[Texto extraído]
================

Sin embargo, no se nos debería olvidar la cuestión más importante: en qué consiste la vida, su fragilidad y cómo debemos vivirla. Seamos creyentes, agnósticos o ateos, lo que caracteriza una existencia digna es tener el coraje de plantearse esas preguntas y de ser coherente con las respuestas.

Tener conciencia de la muerte supone plantearse inmediatamente qué significa para cada uno vivir, qué proyecto de vida tenemos, cómo nos gustaría que nos recordasen, qué haríamos si tuviésemos una segunda oportunidad o si supiéramos que los días que nos quedan son escasos. Reflexionar sobre la muerte nos llevaría a distinguir lo importante de lo superfluo, lo real de lo aparente, lo que nos debe ocupar y no preocupar etc., en definitiva, apreciar y gozar de la vida.

================

[Tarea propuesta]
Indica si cada afirmación concuerda con el texto extraído; responde sí o no y cita literalmente las palabras del texto que lo deciden.
1. Según el texto, lo que caracteriza una existencia digna depende de si uno es creyente, agnóstico o ateo.
2. Reflexionar sobre la muerte llevaría a distinguir lo importante de lo superfluo.
3. Tener conciencia de la muerte supone plantearse qué proyecto de vida tenemos.

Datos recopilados
================

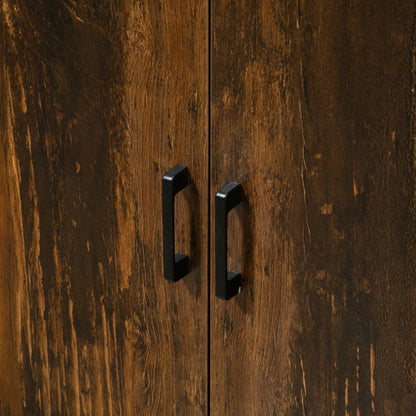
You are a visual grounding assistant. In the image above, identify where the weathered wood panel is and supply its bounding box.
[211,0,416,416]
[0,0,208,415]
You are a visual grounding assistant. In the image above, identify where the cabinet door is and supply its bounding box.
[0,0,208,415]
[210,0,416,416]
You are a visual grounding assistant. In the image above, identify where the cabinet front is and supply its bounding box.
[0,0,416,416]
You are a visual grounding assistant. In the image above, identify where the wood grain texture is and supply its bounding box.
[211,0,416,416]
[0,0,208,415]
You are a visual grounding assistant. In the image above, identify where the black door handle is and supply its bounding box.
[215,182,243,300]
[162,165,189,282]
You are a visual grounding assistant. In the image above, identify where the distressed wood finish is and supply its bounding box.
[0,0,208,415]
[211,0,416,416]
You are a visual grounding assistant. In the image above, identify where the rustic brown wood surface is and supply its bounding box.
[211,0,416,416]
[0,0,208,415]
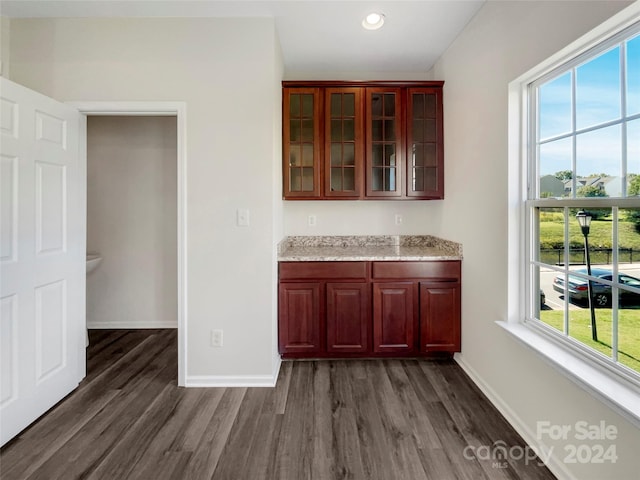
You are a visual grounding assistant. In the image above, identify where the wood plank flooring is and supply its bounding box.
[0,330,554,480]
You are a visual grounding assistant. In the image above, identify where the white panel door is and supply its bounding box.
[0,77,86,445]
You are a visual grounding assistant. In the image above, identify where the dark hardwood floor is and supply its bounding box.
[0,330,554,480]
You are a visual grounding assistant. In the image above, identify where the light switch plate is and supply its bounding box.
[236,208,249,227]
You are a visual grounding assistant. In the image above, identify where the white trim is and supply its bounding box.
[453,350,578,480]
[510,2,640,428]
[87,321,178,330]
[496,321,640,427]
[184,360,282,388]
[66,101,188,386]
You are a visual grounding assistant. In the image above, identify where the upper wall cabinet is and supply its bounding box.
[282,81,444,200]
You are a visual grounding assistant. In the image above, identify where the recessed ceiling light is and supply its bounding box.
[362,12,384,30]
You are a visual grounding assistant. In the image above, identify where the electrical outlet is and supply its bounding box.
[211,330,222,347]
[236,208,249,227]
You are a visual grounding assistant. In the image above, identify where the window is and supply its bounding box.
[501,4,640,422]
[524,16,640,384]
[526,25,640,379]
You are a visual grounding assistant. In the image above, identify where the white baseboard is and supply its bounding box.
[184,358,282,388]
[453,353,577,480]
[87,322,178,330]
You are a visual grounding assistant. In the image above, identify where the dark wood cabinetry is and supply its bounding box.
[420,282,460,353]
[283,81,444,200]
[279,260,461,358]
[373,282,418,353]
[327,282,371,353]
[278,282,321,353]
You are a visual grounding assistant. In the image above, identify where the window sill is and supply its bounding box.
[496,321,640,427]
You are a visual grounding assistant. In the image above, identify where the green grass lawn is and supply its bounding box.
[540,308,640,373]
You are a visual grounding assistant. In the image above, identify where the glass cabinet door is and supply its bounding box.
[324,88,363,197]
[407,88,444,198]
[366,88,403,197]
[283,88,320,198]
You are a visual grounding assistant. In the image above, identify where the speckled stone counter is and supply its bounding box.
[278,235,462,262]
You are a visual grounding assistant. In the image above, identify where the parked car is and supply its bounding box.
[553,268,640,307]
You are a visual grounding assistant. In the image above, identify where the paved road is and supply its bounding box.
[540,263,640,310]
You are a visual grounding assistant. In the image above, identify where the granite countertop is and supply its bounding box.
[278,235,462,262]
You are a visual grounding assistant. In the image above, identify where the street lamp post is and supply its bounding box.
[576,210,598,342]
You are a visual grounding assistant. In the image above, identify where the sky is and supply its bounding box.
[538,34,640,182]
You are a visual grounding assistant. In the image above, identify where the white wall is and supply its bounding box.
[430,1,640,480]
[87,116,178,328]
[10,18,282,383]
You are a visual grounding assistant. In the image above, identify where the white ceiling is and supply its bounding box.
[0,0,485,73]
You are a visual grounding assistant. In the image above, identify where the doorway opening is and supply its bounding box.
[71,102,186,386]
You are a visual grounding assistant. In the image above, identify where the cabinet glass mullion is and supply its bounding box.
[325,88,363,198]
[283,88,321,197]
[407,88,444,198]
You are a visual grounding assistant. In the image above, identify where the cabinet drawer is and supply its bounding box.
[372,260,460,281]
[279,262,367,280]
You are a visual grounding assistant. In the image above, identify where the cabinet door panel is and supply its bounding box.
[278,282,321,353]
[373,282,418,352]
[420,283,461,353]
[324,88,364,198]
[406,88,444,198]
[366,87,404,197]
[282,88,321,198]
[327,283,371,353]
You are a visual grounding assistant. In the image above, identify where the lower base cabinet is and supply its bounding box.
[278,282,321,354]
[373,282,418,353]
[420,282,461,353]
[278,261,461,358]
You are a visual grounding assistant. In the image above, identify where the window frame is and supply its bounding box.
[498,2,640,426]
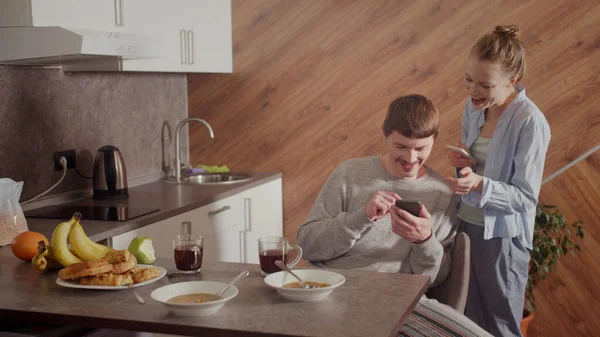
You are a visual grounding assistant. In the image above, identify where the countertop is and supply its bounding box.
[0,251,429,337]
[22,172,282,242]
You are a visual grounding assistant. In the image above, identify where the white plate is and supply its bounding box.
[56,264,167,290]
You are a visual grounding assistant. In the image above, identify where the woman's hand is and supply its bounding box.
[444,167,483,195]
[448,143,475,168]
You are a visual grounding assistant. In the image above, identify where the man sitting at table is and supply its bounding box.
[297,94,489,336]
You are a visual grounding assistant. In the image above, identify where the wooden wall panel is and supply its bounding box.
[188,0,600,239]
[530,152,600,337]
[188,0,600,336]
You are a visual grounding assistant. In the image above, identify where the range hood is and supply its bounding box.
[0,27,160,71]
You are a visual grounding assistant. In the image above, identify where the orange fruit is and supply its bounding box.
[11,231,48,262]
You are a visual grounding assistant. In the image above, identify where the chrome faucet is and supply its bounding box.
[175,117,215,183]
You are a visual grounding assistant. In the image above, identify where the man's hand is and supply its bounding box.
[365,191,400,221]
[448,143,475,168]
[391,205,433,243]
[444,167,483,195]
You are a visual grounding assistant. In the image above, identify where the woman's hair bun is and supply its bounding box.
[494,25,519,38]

================

[Resultado de tarea]
1. No: «Seamos creyentes, agnósticos o ateos, lo que caracteriza una existencia digna es tener el coraje de plantearse esas preguntas y de ser coherente con las respuestas».
2. Sí: «Reflexionar sobre la muerte nos llevaría a distinguir lo importante de lo superfluo».
3. Sí: «Tener conciencia de la muerte supone plantearse inmediatamente qué significa para cada uno vivir, qué proyecto de vida tenemos».